[Records excerpted from a collection]
BEGIN

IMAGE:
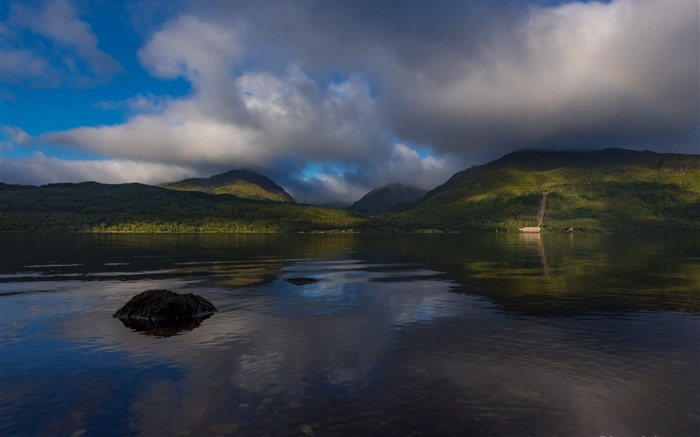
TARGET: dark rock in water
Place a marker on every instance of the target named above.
(301, 280)
(164, 327)
(163, 313)
(157, 305)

END

:: PROBLEM STATEMENT ::
Return the lines from the line containing "Place a marker" to the end of the entries above, exactly as they appear and with no other output.

:: WRITTEN RESPONSE ::
Place a marker on every instance of the target named above.
(301, 280)
(164, 327)
(163, 313)
(157, 305)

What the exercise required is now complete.